Stored data entries

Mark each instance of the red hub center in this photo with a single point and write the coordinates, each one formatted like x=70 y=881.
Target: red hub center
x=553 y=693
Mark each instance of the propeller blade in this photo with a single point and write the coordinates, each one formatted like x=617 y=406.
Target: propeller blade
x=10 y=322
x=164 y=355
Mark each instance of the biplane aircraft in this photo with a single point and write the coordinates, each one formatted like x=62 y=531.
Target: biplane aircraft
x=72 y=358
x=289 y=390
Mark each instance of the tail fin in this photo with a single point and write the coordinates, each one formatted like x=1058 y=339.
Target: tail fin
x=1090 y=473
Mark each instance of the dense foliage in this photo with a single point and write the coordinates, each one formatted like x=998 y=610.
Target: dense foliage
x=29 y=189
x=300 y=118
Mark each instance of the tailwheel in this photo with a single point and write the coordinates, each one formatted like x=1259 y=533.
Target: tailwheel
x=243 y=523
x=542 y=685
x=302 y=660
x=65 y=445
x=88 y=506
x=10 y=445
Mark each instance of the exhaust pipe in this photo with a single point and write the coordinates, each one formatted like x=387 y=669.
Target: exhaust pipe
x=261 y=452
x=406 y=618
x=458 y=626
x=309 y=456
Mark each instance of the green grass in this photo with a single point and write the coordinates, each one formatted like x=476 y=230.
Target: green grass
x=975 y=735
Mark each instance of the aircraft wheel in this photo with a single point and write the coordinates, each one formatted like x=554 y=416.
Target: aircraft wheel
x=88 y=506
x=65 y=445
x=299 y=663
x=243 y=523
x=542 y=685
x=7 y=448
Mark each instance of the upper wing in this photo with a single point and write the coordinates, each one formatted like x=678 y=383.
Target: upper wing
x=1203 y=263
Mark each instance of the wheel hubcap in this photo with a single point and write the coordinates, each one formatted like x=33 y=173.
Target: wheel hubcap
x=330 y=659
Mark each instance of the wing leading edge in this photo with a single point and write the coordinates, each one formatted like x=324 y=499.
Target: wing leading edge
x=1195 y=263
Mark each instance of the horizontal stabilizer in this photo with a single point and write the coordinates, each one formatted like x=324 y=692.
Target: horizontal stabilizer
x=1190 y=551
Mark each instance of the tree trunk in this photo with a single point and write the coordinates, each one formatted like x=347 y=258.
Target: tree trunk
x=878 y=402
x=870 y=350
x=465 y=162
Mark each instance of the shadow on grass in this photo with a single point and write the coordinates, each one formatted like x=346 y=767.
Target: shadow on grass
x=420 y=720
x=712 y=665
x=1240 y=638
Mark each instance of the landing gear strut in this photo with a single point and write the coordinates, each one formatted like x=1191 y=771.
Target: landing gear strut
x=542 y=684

Work instructions:
Write out every entry verbatim.

Final result:
Mark each instance of the red hub center in this photo with a single point and write the coordinates, each one formatted like x=70 y=881.
Target: red hub center
x=553 y=693
Mark each instance of the propeller blade in this photo with a single point and write the coordinates, each one formatted like x=617 y=406.
Target: propeller blade
x=10 y=322
x=164 y=355
Mark each instance of the biplane aircraft in this photo with a single point and write the coordinates, each one formatted like x=62 y=531.
Target: biplane aircraft
x=72 y=358
x=289 y=390
Mark each instance of the tail fin in this photo with a single point and write the coordinates, each one formatted like x=1058 y=339.
Target: tail fin
x=1090 y=473
Mark each instance of the dense foliage in this photo with a single point and write the coordinates, each one formatted like x=998 y=610.
Target: dense foliage
x=29 y=189
x=300 y=118
Mark each instance of the tailwheel in this photo with a single point and write the coordinates, each one formatted like x=1259 y=533.
Target: tailwheel
x=243 y=523
x=542 y=685
x=302 y=660
x=65 y=445
x=88 y=506
x=10 y=445
Mark each instance of the exhaust pipe in this photo with a single point and write the coordinates, each one formatted like x=387 y=669.
Target: exhaust pipe
x=261 y=452
x=406 y=618
x=458 y=626
x=309 y=456
Mark each instance of the green grass in this photo with a single point and write the coordinates, each one formatted like x=476 y=230.
Target: green grass
x=975 y=735
Mark each instance of the aircraft wheel in this photo with a single point and write the coordinates, each one formatted like x=554 y=416.
Target: aircraft wheel
x=88 y=506
x=65 y=445
x=299 y=663
x=243 y=523
x=542 y=685
x=7 y=448
Mark each instance of the upper wing in this photo with a single point and write the coordinates, each one formatted like x=678 y=383.
Target: upper wing
x=1203 y=263
Mark each instance of the wheel hubcap in this photo with a single point and write the coordinates, each one formatted like x=33 y=173.
Target: wheel hubcap
x=330 y=659
Mark each instance of the wing leading edge in this photo with a single point and write the coordinates, each one formatted like x=324 y=499.
Target: wing leading edge
x=1195 y=263
Mark each instance of the horizontal stabilizer in this photo with a single point and write the coordinates, each one formatted like x=324 y=692.
Target: horizontal stabilizer
x=1190 y=551
Mark each instance of the tree trunk in this photo with a single point and write the coordinates, each one formatted like x=347 y=258.
Target: tree trunk
x=878 y=402
x=870 y=350
x=465 y=162
Mark each instance of the shadow on grass in this photo with a single point and write the coordinates, each one formatted like x=346 y=767.
Target: shadow on grass
x=420 y=720
x=712 y=665
x=1240 y=638
Mark each instance of the landing gear strut in this photo with a single point and write the coordinates, each one formatted like x=1191 y=771.
Target: landing gear strut
x=542 y=684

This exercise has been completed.